§ Text section:
◇ ◇ ◇ ◇ ◇ ◇ ◇

Non-Arm’s Length Transfers by Tax Debtors: Valuation and Consideration

  • July 18, 2018
  • Kelsey Horning

Two recent Tax Court of Canada decisions address disputes arising from the transfer of property from a tax debtor to a non-arm’s length party. The first decision released was Harvey v. The Queen, 2018 TCC 67, which dealt with an appeal of an assessment under section 325 of the Excise Tax Act (the “ETA”). The other decision was Ashworth v. The Queen, 2018 TCC 76, an oral judgment dealing with an assessment under section 160 of the Income Tax Act (the “ITA”). These decisions illustrate the importance of credible valuations and clear documentation to avoid problems when there is a transfer from a tax debtor.

Subsection 160(1) of the ITA and subsection 325(1) of the ETA are similar, though not identical. They focus on ensuring that tax debts are paid by preventing the ability of a tax debtor to transfer property to avoid paying the tax debt. Both address direct or indirect transfers, and transfers through a trust. They also address transactions with the same types of transferees. This includes anyone not dealing at arm's length. Spouses and common law partners as well as individuals under 18 are specifically included. In both cases the transferor and transferee become jointly and severally, or solidarily, liable for the tax debt, to the extent the value of the property transferred by the tax debtor exceeds the value of the consideration given in return. The difference in value is a key part in calculating liability under these provisions. This was the source of the dispute in both Ashworth and Harvey.

◇ ◇ ◇ ◇ ◇ ◇ ◇

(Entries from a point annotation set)
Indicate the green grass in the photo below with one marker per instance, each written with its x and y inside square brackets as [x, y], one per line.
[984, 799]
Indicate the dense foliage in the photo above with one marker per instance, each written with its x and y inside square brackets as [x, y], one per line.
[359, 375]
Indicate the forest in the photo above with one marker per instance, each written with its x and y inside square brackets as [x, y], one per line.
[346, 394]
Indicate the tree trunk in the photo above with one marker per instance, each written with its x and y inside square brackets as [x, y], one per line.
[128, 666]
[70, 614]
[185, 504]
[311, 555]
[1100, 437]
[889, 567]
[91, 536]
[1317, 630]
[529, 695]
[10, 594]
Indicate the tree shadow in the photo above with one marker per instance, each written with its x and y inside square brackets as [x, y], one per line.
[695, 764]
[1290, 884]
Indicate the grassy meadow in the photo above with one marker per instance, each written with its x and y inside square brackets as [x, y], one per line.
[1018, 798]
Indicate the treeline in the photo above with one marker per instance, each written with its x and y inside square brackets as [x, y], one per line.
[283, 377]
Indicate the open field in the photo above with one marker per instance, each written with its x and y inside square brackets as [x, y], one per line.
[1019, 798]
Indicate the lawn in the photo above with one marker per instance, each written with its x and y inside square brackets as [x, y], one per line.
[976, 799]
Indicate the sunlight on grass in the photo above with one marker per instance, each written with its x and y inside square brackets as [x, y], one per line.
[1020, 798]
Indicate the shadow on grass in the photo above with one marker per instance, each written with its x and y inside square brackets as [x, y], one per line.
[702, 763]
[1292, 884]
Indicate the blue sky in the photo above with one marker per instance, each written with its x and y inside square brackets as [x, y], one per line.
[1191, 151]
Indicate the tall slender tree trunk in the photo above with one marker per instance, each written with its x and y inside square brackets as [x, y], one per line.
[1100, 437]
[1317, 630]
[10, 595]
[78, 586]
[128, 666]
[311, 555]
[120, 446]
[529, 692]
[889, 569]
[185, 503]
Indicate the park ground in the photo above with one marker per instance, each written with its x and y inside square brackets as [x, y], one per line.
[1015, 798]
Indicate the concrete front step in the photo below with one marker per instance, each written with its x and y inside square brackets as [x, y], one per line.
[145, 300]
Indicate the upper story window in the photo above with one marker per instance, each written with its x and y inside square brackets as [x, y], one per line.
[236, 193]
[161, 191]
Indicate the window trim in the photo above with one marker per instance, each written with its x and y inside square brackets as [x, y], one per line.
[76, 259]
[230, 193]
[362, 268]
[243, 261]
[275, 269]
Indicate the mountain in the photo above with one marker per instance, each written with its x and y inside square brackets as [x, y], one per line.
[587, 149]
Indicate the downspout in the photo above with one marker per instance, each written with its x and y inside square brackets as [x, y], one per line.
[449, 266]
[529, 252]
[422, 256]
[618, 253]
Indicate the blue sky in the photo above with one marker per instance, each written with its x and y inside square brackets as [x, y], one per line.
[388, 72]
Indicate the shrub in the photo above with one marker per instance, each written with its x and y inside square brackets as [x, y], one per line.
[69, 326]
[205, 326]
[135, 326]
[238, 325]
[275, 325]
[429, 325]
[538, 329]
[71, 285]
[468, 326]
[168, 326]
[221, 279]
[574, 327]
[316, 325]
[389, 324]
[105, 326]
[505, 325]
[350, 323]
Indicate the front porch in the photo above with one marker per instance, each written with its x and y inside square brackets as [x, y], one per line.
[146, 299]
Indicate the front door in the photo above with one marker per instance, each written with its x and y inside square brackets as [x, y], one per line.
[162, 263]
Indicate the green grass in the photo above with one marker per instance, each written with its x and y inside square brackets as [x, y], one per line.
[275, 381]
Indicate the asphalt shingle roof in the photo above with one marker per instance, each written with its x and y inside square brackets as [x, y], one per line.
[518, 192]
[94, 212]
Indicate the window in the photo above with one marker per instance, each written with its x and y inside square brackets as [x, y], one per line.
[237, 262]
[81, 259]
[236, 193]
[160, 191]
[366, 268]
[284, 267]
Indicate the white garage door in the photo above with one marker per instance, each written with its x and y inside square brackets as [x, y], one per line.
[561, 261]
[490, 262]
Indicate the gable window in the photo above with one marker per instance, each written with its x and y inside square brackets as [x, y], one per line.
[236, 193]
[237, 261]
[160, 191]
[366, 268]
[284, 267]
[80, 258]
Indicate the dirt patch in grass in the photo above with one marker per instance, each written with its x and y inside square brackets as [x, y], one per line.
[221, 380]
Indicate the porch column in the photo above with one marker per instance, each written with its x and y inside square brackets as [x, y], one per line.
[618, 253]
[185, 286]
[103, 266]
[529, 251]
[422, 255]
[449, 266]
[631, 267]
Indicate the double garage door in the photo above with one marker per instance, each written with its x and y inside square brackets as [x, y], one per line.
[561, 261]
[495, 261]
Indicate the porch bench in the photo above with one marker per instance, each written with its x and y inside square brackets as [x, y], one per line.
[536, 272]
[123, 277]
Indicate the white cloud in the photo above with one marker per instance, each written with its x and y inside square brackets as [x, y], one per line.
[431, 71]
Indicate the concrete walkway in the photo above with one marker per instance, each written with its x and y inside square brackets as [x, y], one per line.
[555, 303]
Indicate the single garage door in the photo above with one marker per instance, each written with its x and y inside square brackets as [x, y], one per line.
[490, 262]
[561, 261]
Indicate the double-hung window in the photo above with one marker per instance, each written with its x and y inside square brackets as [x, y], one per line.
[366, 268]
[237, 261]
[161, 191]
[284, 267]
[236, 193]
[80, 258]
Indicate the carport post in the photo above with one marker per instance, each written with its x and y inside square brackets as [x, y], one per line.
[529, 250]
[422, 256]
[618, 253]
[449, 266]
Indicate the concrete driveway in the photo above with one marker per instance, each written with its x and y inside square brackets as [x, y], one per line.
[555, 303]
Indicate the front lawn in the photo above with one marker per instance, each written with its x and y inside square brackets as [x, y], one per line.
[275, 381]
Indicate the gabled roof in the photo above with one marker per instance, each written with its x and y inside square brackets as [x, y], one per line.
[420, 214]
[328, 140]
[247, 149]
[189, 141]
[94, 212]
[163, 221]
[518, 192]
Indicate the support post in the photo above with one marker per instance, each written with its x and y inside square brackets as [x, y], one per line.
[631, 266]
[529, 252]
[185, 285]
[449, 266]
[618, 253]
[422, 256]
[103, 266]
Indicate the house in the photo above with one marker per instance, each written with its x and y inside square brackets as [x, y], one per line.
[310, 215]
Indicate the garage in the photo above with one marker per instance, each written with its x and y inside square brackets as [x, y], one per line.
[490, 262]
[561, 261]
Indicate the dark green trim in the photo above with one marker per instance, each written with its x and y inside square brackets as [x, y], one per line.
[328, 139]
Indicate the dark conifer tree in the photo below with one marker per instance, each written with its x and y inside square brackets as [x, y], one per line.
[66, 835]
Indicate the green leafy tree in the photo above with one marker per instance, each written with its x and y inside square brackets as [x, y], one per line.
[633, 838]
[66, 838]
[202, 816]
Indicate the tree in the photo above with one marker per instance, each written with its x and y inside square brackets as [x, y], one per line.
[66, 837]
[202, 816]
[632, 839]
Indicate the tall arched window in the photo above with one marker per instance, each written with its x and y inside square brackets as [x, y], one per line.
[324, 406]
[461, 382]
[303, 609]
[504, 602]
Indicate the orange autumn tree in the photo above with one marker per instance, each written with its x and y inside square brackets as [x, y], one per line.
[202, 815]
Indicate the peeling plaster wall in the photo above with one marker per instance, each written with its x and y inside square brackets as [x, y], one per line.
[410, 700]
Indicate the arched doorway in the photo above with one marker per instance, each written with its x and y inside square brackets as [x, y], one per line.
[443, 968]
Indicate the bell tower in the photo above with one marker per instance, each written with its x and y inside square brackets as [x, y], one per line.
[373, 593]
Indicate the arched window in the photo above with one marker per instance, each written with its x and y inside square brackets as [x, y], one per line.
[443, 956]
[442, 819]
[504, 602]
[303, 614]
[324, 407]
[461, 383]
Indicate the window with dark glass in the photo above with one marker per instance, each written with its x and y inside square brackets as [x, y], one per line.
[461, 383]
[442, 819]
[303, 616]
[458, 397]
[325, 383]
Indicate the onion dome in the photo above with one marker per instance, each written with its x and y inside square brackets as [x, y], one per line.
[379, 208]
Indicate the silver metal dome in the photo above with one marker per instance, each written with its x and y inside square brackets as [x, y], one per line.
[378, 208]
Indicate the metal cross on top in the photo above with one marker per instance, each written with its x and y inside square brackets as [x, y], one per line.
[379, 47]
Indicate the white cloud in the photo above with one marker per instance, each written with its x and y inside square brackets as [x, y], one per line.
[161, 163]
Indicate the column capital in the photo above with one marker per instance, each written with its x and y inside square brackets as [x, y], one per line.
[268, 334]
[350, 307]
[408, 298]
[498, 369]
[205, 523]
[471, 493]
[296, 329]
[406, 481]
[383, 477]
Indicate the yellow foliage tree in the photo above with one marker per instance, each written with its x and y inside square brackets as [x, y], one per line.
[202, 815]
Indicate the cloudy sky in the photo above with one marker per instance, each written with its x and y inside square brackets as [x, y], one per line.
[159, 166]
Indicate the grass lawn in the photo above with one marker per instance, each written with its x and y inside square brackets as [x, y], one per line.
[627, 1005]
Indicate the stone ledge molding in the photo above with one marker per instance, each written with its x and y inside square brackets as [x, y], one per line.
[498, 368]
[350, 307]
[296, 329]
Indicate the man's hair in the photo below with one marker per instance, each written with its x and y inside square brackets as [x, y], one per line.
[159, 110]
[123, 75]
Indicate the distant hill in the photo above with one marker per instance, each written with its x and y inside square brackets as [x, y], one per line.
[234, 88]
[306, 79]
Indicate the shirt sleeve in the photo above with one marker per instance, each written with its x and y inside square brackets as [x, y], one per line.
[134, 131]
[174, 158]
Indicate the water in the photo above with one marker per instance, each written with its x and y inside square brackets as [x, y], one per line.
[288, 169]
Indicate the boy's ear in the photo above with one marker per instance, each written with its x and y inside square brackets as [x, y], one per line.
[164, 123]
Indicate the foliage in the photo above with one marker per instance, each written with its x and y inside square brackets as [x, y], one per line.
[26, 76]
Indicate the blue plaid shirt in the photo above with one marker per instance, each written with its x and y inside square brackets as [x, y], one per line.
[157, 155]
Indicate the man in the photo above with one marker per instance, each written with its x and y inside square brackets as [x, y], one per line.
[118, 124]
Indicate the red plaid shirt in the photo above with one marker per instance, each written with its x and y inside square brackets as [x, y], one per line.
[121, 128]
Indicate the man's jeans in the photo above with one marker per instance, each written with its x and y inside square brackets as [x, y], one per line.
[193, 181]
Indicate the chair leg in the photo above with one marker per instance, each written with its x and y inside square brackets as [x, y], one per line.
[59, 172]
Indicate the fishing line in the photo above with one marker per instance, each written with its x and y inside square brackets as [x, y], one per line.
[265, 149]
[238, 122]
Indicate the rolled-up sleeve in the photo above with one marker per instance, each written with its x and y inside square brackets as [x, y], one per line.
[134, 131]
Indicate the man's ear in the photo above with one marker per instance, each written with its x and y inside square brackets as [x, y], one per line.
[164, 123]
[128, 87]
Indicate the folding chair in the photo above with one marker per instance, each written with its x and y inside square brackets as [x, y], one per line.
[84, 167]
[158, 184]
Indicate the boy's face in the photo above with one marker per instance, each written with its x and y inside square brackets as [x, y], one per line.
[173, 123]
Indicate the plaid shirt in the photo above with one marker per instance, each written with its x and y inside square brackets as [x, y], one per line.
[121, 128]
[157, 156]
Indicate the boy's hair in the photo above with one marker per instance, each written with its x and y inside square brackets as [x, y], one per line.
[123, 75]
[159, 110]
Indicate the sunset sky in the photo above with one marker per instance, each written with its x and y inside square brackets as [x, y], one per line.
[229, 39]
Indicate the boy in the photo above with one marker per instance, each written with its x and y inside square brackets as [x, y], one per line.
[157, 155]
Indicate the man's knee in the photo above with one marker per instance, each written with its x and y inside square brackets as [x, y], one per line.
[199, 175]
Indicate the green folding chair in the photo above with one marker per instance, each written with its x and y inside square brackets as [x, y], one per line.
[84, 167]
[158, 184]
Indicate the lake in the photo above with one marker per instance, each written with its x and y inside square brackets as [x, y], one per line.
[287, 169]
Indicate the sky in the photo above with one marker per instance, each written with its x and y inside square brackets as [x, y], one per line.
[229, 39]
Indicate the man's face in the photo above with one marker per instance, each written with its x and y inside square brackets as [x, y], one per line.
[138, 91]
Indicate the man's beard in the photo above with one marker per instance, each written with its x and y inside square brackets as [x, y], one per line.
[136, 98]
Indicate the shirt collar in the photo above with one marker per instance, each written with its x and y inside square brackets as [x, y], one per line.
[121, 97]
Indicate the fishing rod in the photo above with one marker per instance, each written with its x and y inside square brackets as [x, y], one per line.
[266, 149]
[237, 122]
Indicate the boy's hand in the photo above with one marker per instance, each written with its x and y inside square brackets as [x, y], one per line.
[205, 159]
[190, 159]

◇ ◇ ◇ ◇ ◇ ◇ ◇

Continue the article above on non-arm's length transfers by tax debtors, picking up after its final sentence.

§ Answer below:
In Ashworth, the property in question was a half-interest in the family home. The tax debtor was a husband who transferred his half-interest to his wife, who already held the other half-interest. The Minister of National Revenue (the “Minister”) argued that there was a $59,682 shortfall in consideration. In this case, the dispute was whether the full amount of certain payments should be included as consideration. The transferee wife had borrowed money from a bank to pay off a loan owing by the transferor husband's company. That loan was secured by a collateral mortgage on the house, which was removed as a consequence of the loan repayment, so the wife argued this was partial consideration she paid for the half-interest. She also argued certain payments she made to her credit card were for the benefit of the husband’s company and constituted consideration.

The Minister argued that only half of the amount paid to remove the collateral mortgage was consideration since each of the husband and wife was responsible for half of the collateral mortgage when each was a half-owner. The court disagreed with the Minister and found the whole amount of the payment to be consideration. It reasoned that the wife knew that the company and her husband were in financial trouble. The husband was the sole shareholder in the company. The whole point of the transfer was to protect the house from creditors by removing the collateral mortgage. There was also enough equity in the home for the whole collateral mortgage to have come out of the husband’s portion of the equity as security. This was seen as the most logical reason for the transaction. As such, the whole amount of the loan repayment, which removed the collateral mortgage, was consideration for purposes of section 160 of the ITA.

The court found the wife’s argument that payments for credit card purchases, supposedly made on behalf of the company, were consideration was less convincing. This was largely due to a lack of supporting evidence, i.e., lack of the credit card statements. In the end, there was still a shortfall in consideration and liability for the wife transferee but it was significantly reduced. The court determined that the shortfall in consideration was only $6,730.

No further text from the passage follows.